■ Obiettivo:
Nell'intervista sul bullismo, individua tutti i ruoli e le attività lavorative che la psicologa intervistata dichiara di svolgere quando si presenta.

■ Brano:

Eccoci qui cari soci dell’Associazione Genitori e cari internetnauti con l’intervista di marzo della nostra associazione! Stavolta parleremo di un tema caldo, purtroppo al centro della cronaca degli ultimi giorni in varie parti d’Italia: il bullismo.

Con noi oggi ci sarà una giovane psicologa della nostra città, che pazientemente si è prestata a rispondere alle domande da noi raccolte tra le mamme del territorio.

 

Presentati in poche parole

Sono Chiara Sbardella, ho 29 anni, sono una psicologa, specializzanda in psicanalisi. Lavoro da sempre con i bambini ed i ragazzi come aiuto compiti: è una cosa che ho sempre fatto e che mi piace portare avanti tuttora. Principalmente, però, sono responsabile di una struttura sanitaria privata di Palestrina.

Che cosa s’intende per bullismo e per cyberbullismo?

■ Estratti delle righe:
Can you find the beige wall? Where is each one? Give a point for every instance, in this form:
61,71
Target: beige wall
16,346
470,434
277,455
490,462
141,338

■ Risposta:
- psicologa
- specializzanda in psicanalisi
- aiuto compiti per bambini e ragazzi
- responsabile di una struttura sanitaria privata di Palestrina